■ **Document excerpt**
--- --- ---

By Erik Piepenburg
I thought I knew Cleveland. Then I stayed downtown for a week. Without a car.
Let me back up. I left Cleveland in 1989 for school and life elsewhere. But I return often. I visit my mom, always making sure to pick up a bag of Becker’s maple-glazed, cream-filled donuts before I leave. I take a week off work every year to watch movies at the film festival. I’ve never missed a Cleveland Christmas.
There are Cleveland cheerleaders, and then there’s me. When I’m not posting about the downtown housing boom or how good Mitchell’s vegan chocolate ice cream is, I spend my social media life defending Cleveland from the lazy reporters and coastal snobs who have never been to Cleveland but know it’s a terrible city because Mistake by the Lake and Wikipedia.
Every time I come home I stay in my childhood bedroom, with its dusty library of Smiths and Duran Duran vinyl. I drive everywhere, in either my mom’s car or a rental. I’ve never had to stay anywhere else, and the idea of using public transportation is — as for many Clevelanders able to afford a car and gas — as absurd as a Cleveland Brown spit shining his Super Bowl ring.
But last month I saw Cleveland differently. My partner and I brought a group of friends from New York, where I live, to Cleveland for the Gay Games. We stayed at downtown hotels, where we watched the city turn a shade of gay my closeted teenage New Wave self never would have imagined. Men holding hands on Euclid Avenue? An impromptu conversation between strangers on the Detroit Avenue bus about how well San Francisco’s teams were doing in the competitions? The mayor taking photos with drag queens and guys in wet Speedos? It happened. Nobody blinked. Mind blown.
More than an epiphany of Cleveland as a modern, gay-friendly city, my car-less Gay Games week allowed me to experience a city richer in character than I knew. Seeing it by foot and RTA made that happen. As a Cleveland teenager in the 1980s, I was lucky to have parents who owned two vehicles that I could drive with my friends to see shows at the Phantasy or movies at the Cinematheque. I had enough privilege — we’re talking middle-class North Olmsted privilege, not gilded Pepper Pike privilege, mind you — that I didn’t need to take public transportation. Worried about riff raff, my parents warned me never to take a bus, anywhere. I listened.
But then I moved away, to bigger cities: New York, Chicago, Washington. I learned to love public transportation, with its breathtakingly eccentric mix of humanity force-fed down riders’ throats. I’ve seen subway cars turned into dance parties (Chicago) and vomitoriums (New York, twice). I’ve been flirted with (Chicago) and flashed (Washington). Despite that one night at a red light in Lakewood, I didn’t get any of that at the wheel of my Geo Metro doing 70 on 90 in ’88.
For the Games, my partner and I got a week-long RTA pass and used the Healthline and the Rapid. We’re used to meeting people on the subway in New York. But in car-culture Cleveland? On the Rapid we met Gay Games competitors who told us with a smile how surprised they were at Cleveland’s architecture and vibrant food scene. If we’d had a car we never would have meet a young woman and her young son taking the Healthline on their way to volunteering at a Gay Games swimming event.

--- --- ---

■ **Given material**
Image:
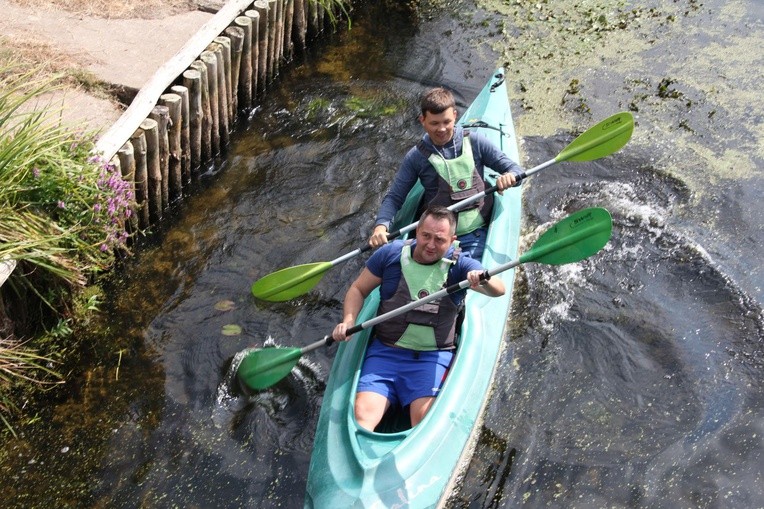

--- --- ---

■ **Requirements**
a) Which bigger cities does the Cleveland essay say the writer moved to after leaving Cleveland?
b) Answer these questions from the Cleveland essay:
(i) In what year did the writer leave Cleveland?
(ii) What car was the writer driving in '88?
(iii) What event brought the writer's group of friends from New York to Cleveland?
c) Write out everything in the Cleveland essay from "But then I moved" down to "on 90 in ’88.".
Answer from the Cleveland essay alone, not from the data.

■ **Outputs**
a) New York, Chicago, Washington

b)
(i) 1989
(ii) A Geo Metro
(iii) The Gay Games

c)
But then I moved away, to bigger cities: New York, Chicago, Washington. I learned to love public transportation, with its breathtakingly eccentric mix of humanity force-fed down riders’ throats. I’ve seen subway cars turned into dance parties (Chicago) and vomitoriums (New York, twice). I’ve been flirted with (Chicago) and flashed (Washington). Despite that one night at a red light in Lakewood, I didn’t get any of that at the wheel of my Geo Metro doing 70 on 90 in ’88.